[[ Data, beginning ]]
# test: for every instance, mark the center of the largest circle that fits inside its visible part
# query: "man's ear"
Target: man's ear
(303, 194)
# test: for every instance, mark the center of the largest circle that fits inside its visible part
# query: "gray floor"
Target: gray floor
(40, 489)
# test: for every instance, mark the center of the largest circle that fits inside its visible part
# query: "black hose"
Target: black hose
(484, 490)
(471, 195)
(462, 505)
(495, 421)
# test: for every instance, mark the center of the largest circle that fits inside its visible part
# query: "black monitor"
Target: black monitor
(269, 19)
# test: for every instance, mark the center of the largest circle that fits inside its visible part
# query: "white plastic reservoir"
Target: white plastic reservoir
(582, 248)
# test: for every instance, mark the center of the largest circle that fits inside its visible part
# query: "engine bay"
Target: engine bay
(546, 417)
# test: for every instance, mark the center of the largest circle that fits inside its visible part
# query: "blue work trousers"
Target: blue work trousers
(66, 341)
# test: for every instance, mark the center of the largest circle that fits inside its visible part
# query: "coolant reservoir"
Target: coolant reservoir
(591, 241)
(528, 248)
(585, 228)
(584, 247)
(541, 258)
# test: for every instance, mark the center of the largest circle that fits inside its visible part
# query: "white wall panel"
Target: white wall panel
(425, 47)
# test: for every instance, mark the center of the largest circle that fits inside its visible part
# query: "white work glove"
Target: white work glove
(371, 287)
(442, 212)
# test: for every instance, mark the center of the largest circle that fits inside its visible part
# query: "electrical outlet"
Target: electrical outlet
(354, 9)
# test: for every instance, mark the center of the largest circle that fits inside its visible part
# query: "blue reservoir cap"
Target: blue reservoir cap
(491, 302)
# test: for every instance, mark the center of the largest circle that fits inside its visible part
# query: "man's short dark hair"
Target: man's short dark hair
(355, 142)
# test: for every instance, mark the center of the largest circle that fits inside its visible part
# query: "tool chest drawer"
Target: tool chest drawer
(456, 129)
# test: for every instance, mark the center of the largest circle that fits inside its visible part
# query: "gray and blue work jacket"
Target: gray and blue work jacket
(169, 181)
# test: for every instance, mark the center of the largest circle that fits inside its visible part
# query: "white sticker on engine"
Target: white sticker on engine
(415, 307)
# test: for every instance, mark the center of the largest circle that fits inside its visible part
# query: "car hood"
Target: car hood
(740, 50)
[[ Data, end ]]
Reproduce every line of the data so that nothing differs from the original.

● Answer:
# test: for every instance, mark the center of the largest circle that fits inside its visible part
# query: "man's ear"
Target: man's ear
(303, 194)
# test: for every instance, mark the center of the largest circle that fits inside its visible part
# query: "gray floor"
Target: gray floor
(40, 489)
# test: for every instance, mark the center of the largest circle that fits inside its visible part
# query: "black hose"
Target: black hose
(484, 490)
(471, 195)
(462, 505)
(495, 421)
# test: for every instance, mark the center of the largest circle that fits inside its visible part
# query: "black monitor"
Target: black monitor
(269, 19)
# test: for every instance, mark the center of the largest circle that fits inside its visible part
# query: "white plastic reservoir"
Target: white plastic reservoir
(582, 248)
# test: for every instance, mark the center of the largest circle that fits inside its visible part
# query: "engine bay"
Target: engine bay
(546, 417)
# test: for every instance, mark the center of the largest circle that fits inside its visible part
# query: "blue work trousers"
Target: blue work trousers
(66, 341)
# test: for every instance, mark the center of the largest circle that fits inside its visible part
# query: "coolant reservoir"
Target: coolant reservoir
(591, 241)
(528, 248)
(585, 228)
(584, 247)
(541, 258)
# test: for every instance, mark the center of the largest circle that fits inside its visible part
# query: "white wall panel"
Target: white wall panel
(425, 47)
# test: for every instance, mark the center of the largest circle that fits inside its visible part
# query: "white work glove"
Target: white work glove
(371, 287)
(442, 212)
# test: for every instance, mark the center of the largest circle that fits inside its visible part
# query: "electrical outlet"
Target: electrical outlet
(354, 9)
# test: for every instance, mark the center of the largest circle that fits inside its visible part
# query: "blue reservoir cap"
Target: blue reservoir cap
(491, 302)
# test: for every instance, mark the center of the largest circle that fits inside its visible part
# query: "man's short dark hair"
Target: man's short dark hair
(355, 142)
# test: for every instance, mark the center of the largest circle that fits inside its visible part
# query: "tool chest drawer"
Target: tool chest drawer
(456, 129)
# test: for every instance, mark the center of the largest circle that fits inside its visible part
# query: "gray and blue work jacket"
Target: gray and blue work jacket
(169, 181)
# test: for every instance, mark the center of the largest circle that fits inside its visible part
# query: "white sticker on engine"
Target: white sticker on engine
(415, 307)
# test: for every instance, mark the center of the largest circle that fits inside its visible part
# query: "car hood"
Target: car hood
(740, 50)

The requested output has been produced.